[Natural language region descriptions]
*-*-*

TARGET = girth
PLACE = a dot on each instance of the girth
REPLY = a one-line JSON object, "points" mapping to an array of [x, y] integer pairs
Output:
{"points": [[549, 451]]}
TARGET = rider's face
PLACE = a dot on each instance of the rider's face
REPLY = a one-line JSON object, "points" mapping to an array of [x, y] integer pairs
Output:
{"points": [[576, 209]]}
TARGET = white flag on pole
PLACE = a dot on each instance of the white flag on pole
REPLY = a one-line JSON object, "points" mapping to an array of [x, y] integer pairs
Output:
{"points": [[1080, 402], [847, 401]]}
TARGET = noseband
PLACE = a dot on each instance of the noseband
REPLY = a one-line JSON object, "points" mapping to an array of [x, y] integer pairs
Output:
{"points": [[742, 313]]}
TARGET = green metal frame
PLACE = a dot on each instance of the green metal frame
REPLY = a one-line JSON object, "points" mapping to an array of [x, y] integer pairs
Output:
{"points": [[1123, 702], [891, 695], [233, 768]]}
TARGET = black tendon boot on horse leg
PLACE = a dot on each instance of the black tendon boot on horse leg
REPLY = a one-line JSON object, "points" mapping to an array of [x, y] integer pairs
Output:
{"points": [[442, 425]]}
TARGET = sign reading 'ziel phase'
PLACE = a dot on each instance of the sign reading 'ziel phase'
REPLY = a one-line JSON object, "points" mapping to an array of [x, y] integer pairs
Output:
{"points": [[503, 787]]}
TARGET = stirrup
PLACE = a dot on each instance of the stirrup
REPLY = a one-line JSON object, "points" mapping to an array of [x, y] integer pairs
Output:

*-*-*

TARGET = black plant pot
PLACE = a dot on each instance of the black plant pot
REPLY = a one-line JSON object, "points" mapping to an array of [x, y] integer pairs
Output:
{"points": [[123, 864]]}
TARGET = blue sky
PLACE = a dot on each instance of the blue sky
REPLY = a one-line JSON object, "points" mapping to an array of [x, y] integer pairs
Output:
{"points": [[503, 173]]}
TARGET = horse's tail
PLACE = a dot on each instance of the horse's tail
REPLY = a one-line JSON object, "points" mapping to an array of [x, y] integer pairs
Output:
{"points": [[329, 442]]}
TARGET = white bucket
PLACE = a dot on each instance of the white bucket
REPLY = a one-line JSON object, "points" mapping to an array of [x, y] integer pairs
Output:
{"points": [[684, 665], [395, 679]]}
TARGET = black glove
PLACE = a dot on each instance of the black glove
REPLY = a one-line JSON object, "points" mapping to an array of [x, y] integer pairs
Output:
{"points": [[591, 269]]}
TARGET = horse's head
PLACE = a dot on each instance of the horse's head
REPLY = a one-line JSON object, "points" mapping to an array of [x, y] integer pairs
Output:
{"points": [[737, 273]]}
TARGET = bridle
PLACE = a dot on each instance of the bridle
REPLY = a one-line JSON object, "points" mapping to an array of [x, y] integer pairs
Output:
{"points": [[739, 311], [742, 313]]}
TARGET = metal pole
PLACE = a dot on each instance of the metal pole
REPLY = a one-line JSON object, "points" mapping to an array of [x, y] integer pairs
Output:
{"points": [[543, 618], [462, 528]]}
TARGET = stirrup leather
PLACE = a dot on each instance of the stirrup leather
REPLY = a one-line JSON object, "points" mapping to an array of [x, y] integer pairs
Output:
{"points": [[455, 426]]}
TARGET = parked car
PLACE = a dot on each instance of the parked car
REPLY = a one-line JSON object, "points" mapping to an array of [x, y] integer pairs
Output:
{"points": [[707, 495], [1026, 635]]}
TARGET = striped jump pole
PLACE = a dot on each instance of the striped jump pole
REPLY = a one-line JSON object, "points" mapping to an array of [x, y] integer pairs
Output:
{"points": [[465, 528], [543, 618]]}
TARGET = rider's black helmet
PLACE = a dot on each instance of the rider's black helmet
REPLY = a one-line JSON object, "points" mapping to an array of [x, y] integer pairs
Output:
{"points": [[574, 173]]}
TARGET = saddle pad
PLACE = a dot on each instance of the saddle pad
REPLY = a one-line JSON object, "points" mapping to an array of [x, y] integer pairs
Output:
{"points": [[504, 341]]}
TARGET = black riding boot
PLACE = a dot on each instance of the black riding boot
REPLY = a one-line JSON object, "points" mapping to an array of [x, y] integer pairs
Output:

*-*-*

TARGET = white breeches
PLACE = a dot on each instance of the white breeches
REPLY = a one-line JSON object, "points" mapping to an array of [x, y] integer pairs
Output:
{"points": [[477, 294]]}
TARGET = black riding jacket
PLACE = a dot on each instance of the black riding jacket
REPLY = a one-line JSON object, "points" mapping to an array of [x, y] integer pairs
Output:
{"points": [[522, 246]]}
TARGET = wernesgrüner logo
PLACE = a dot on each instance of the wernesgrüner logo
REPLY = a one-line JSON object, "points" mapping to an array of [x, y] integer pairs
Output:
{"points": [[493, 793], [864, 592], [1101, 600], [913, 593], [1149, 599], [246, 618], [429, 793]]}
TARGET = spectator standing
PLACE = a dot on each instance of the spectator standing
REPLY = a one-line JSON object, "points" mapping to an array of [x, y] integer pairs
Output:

*-*-*

ABOUT THIS EXERCISE>
The count of lines above that contain "white" is all that should be given.

RESPONSE TO THIS TASK>
6